-- Assignment --
Please reproduce the K-means page word for word from "### K-means" to "the base model.".

-- Excerpt --

§

# Introduction

### K-means
K-means is one of the most commonly used clustering algorithms that clusters the data points into a predefined number of clusters. The MLib implementation includes parallelized variant of the K-means++ method called kmeans||.

KMeans is implemented as an Estimator and generates a KMeansModel as the base model.

### Input Columns

       Param name   |	  Type(s)	 |   Default	 |    Description
       ---------------------------------------------------------------
       featuresCol	      Vector	   "features"	     Feature vector
       
### Output Columns
        
       Param name    |	  Type(s)	 |   Default	 |    Description
       ---------------------------------------------------------------
       predictionCol	    Int	       "prediction"	     Predicted cluster center

In [1]:
#Cluster method example
from pyspark.sql import SparkSession
spark = SparkSession.builder.appName('cluster').getOrCreate()

§

-- Material shown --
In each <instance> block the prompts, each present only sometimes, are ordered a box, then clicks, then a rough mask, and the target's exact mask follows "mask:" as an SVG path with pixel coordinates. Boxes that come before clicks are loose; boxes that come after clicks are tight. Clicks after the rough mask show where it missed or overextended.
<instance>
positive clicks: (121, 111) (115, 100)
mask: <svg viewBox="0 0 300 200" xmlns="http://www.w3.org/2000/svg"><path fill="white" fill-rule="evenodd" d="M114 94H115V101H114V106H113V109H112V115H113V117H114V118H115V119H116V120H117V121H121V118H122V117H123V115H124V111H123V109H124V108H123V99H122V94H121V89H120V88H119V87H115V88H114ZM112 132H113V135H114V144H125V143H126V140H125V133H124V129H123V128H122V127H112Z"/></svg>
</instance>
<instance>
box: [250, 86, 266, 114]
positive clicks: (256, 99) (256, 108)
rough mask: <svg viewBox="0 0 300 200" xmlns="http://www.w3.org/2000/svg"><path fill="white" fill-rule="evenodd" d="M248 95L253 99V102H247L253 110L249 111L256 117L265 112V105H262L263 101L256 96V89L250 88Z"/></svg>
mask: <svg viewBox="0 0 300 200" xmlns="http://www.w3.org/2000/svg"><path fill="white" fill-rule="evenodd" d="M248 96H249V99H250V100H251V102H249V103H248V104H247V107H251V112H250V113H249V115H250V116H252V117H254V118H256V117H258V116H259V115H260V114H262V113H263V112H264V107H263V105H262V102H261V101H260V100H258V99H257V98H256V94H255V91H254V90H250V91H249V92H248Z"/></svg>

§

-- Answer --
### K-means
K-means is one of the most commonly used clustering algorithms that clusters the data points into a predefined number of clusters. The MLib implementation includes parallelized variant of the K-means++ method called kmeans||.

KMeans is implemented as an Estimator and generates a KMeansModel as the base model.